Using the data below, copy out all lines with the word "water".

Data items
★ ★ ★ ★ ★

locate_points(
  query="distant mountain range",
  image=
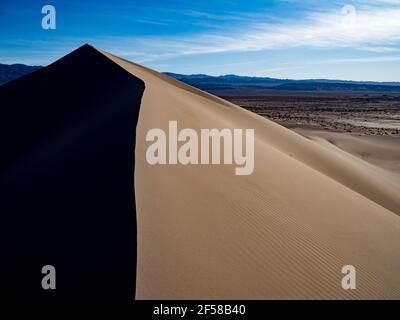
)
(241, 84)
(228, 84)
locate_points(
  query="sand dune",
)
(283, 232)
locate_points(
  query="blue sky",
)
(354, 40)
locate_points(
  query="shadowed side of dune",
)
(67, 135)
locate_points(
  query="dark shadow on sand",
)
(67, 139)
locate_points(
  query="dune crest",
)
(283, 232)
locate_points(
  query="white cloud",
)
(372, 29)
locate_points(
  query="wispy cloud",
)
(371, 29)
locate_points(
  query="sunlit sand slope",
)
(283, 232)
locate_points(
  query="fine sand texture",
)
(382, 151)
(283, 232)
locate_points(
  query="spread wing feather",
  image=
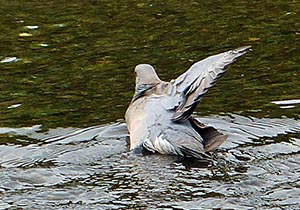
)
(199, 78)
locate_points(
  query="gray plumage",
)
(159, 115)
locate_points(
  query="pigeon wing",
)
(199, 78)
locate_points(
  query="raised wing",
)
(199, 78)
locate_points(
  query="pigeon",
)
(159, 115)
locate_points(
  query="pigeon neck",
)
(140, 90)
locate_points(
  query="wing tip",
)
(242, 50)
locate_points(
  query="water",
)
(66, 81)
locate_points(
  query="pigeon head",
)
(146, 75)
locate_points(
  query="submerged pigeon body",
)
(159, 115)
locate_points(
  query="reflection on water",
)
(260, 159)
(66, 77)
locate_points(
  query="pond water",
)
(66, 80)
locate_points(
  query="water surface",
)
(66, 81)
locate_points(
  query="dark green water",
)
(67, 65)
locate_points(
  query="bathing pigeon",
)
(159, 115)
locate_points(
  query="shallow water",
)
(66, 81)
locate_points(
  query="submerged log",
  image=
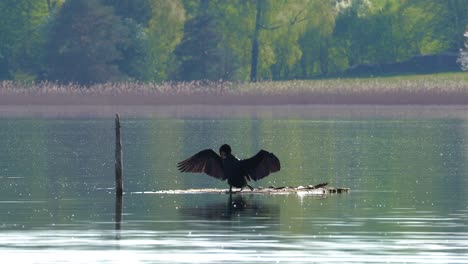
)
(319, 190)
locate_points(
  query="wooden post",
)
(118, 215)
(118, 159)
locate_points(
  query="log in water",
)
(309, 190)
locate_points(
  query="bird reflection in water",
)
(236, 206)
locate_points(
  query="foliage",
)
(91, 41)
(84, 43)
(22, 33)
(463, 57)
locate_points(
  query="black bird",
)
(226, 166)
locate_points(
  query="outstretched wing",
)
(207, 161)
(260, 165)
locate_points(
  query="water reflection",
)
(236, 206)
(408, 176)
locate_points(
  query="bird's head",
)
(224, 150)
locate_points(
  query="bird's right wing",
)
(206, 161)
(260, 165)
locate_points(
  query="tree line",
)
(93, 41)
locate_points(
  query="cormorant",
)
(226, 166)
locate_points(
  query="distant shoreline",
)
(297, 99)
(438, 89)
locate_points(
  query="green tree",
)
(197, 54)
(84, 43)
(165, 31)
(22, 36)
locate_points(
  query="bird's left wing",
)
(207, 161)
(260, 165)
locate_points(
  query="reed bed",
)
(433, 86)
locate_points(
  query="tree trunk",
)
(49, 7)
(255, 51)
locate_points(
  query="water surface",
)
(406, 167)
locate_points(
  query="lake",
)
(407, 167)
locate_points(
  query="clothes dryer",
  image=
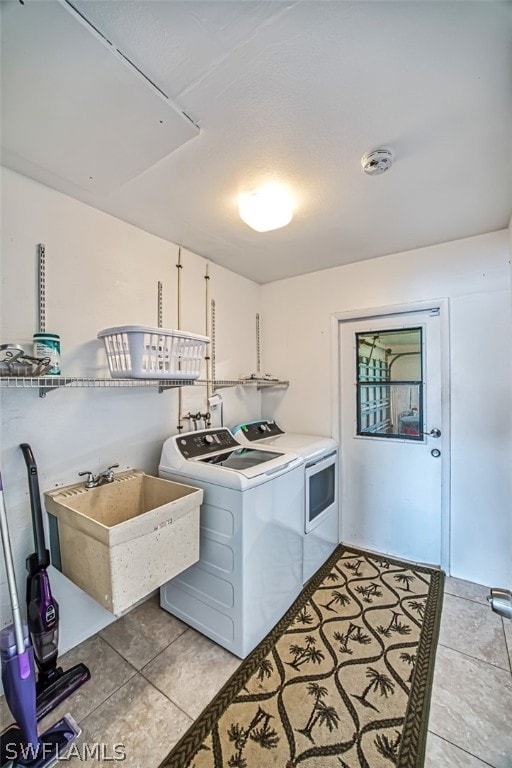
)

★ ★ ★ ★ ★

TASK OUTPUT:
  query="water",
  query="reflection on water",
  query="pond water",
  query="water surface",
  query="dark green water",
  query="shallow water",
  query="log in water",
  query="bird reflection in water",
  query="water reflection",
  query="water surface",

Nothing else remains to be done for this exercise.